**Yapılacak İş**
Aile sevgisi üzerine olan metnin "Her zehirin, bir" sözleriyle açılıp "kül olmaya mahkmdur." ile kapanan kısmını, "Saman alevi" yerine "Kibrit alevi" koyarak güncelleyin ve yeniden yazın.

**Verilen Alıntı**
= = = = =

Çocuğu Korkutarak Eğitmeye Çalışmak, Çocuğu Kaybetmek Demektir
Aile bağlarını yapılandıran, tüm aile bireylerini birbirine kenetleyen sihirli değnek gibi maddesel bir alet yoktur. Ancak sihirli değnekten daha etkili bir başka araç vardır.
“Sevgi ve Güven”. Mutlu aile yapısının en önemli unsuru olup, sihirli değneğin yapacağından çok daha fazlasını yapma gücüne sahiptir.
Aile içinde “Anne” sevginin, “Baba” ise güvenin simgesidir. Anne ve babanın iyi bir yol arkadaşı olabilmeleri hem kendilerinin, hem de diğer aile bireylerinin mutluluğunu sağlar.
Anne ve babanın temsil ettiği kavramlar çocuklarda, “güven” duygusunu geliştirir. Aile mutluluğun bu üç kavramın harmanlanmasıyla oluşur.
Ailede Babanın Rolü Nedir?
Babanın aile içindeki rolü, anneyi ve çocukları korumaktır. Kendilerini güvende hissettiklerinde mutlu olurlar. Baba kendini sadece para kazanmakla sorumlu bir kişi olarak değil, tüm aileyi kanatları altında toplayan, onların güvenliğini sağlayan, ihtiyaçlarını gören bir kişi olarak tanıtmalıdır.
Ailede Annenin Rolü Nedir?
Böyle bir yol arkadaşı olan anne kendini hiçbir zaman yalnız ve kimsesiz hissetmez. Evinde refah içinde huzurlu olur. Bu da aile bireylerinin ve çocukların mutluluğu açısından en önemli unsurdur. Kısacası, annenin mutluluğu babaya, çocukların mutluluğu ise annelerine bağlıdır
Sürdürülebilen Sevgi Nedir?
Her zehirin, bir panzehiri vardır denir. Mutsuzluğun kaynağı, korkular, ve güven eksikliğidir. Bu duygular insan ruhunda zehir etkisi yaratır. Panzehiri ise, sevgi ve güvendir. Bu iki güzelliği içinde barındıran ailenin huzurlu ve mutlu olmasını sağlar.
Sevginin ve dürüstlüğün olduğu yerde, tüm korkular yok olur. Yerini güven ve mutluluk doldurur. Dürüstlüğün eksik olduğu sevgiler sürdürülemez sevgilerdir. Saman alevi misali yanıp, yanıp sonra kül olmaya mahkmdur.
Ebeveynlerin, Çocuklarıyla Geçirdikleri Zamanın Niteliği Neden Önemlidir?

= = = = =

(Kaynak veriler)
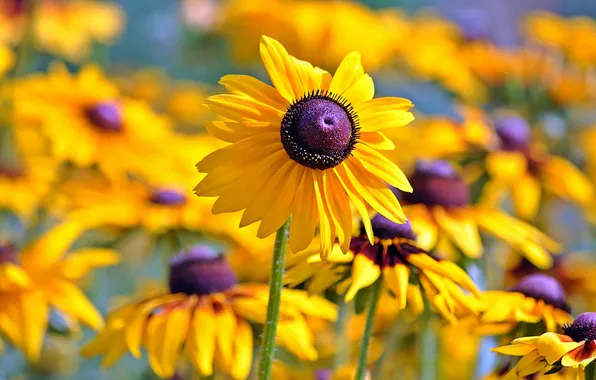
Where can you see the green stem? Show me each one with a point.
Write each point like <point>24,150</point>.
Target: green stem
<point>368,329</point>
<point>428,347</point>
<point>275,286</point>
<point>590,371</point>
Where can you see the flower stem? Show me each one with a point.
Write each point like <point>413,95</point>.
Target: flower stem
<point>275,286</point>
<point>368,328</point>
<point>428,347</point>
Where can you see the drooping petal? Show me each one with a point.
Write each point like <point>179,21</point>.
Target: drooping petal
<point>254,88</point>
<point>364,273</point>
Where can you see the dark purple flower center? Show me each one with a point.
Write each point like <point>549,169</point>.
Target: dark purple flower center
<point>319,131</point>
<point>105,116</point>
<point>436,183</point>
<point>383,228</point>
<point>8,254</point>
<point>167,197</point>
<point>200,270</point>
<point>583,328</point>
<point>514,133</point>
<point>542,287</point>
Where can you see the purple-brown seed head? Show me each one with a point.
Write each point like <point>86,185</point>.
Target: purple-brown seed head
<point>106,116</point>
<point>542,287</point>
<point>514,133</point>
<point>436,182</point>
<point>319,131</point>
<point>583,328</point>
<point>167,197</point>
<point>200,270</point>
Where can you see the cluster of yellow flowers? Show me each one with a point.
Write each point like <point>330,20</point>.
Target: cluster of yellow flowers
<point>346,234</point>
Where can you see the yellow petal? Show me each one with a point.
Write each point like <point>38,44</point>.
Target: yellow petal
<point>397,278</point>
<point>242,350</point>
<point>201,339</point>
<point>364,273</point>
<point>461,228</point>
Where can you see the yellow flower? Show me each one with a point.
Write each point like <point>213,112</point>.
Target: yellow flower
<point>307,147</point>
<point>535,298</point>
<point>42,276</point>
<point>208,315</point>
<point>69,29</point>
<point>443,218</point>
<point>88,123</point>
<point>27,174</point>
<point>394,256</point>
<point>576,348</point>
<point>6,59</point>
<point>526,171</point>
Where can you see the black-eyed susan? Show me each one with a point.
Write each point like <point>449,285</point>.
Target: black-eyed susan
<point>208,316</point>
<point>88,123</point>
<point>536,298</point>
<point>525,171</point>
<point>551,352</point>
<point>42,277</point>
<point>306,148</point>
<point>574,271</point>
<point>442,217</point>
<point>394,256</point>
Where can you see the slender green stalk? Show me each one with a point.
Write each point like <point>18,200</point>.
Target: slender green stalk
<point>368,328</point>
<point>275,286</point>
<point>428,348</point>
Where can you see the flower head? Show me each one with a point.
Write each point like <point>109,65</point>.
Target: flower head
<point>551,352</point>
<point>536,298</point>
<point>307,147</point>
<point>442,216</point>
<point>394,256</point>
<point>42,277</point>
<point>208,315</point>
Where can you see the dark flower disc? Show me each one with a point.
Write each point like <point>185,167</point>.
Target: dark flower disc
<point>582,328</point>
<point>514,133</point>
<point>545,288</point>
<point>320,130</point>
<point>105,116</point>
<point>436,182</point>
<point>200,270</point>
<point>383,228</point>
<point>167,197</point>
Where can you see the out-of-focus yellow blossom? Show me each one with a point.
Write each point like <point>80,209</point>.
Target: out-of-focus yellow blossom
<point>7,59</point>
<point>525,171</point>
<point>26,173</point>
<point>208,315</point>
<point>43,276</point>
<point>444,137</point>
<point>88,123</point>
<point>182,100</point>
<point>319,32</point>
<point>64,28</point>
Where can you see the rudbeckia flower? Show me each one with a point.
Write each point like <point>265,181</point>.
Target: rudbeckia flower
<point>442,216</point>
<point>551,352</point>
<point>394,256</point>
<point>88,123</point>
<point>42,277</point>
<point>525,171</point>
<point>307,147</point>
<point>536,298</point>
<point>208,315</point>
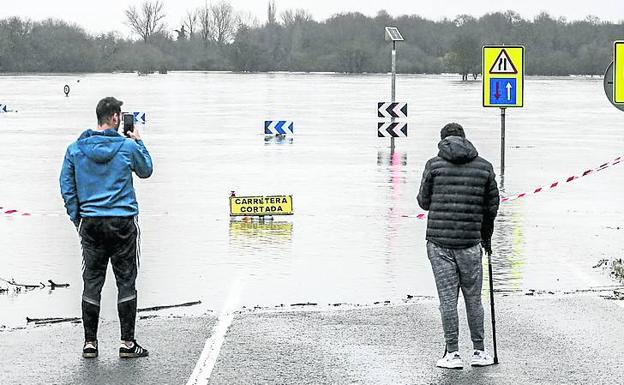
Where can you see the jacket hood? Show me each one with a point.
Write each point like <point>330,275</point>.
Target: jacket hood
<point>457,150</point>
<point>100,146</point>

= = = = =

**Çözüm**
Her zehirin, bir panzehiri vardır denir. Mutsuzluğun kaynağı, korkular, ve güven eksikliğidir. Bu duygular insan ruhunda zehir etkisi yaratır. Panzehiri ise, sevgi ve güvendir. Bu iki güzelliği içinde barındıran ailenin huzurlu ve mutlu olmasını sağlar.
Sevginin ve dürüstlüğün olduğu yerde, tüm korkular yok olur. Yerini güven ve mutluluk doldurur. Dürüstlüğün eksik olduğu sevgiler sürdürülemez sevgilerdir. Kibrit alevi misali yanıp, yanıp sonra kül olmaya mahkmdur.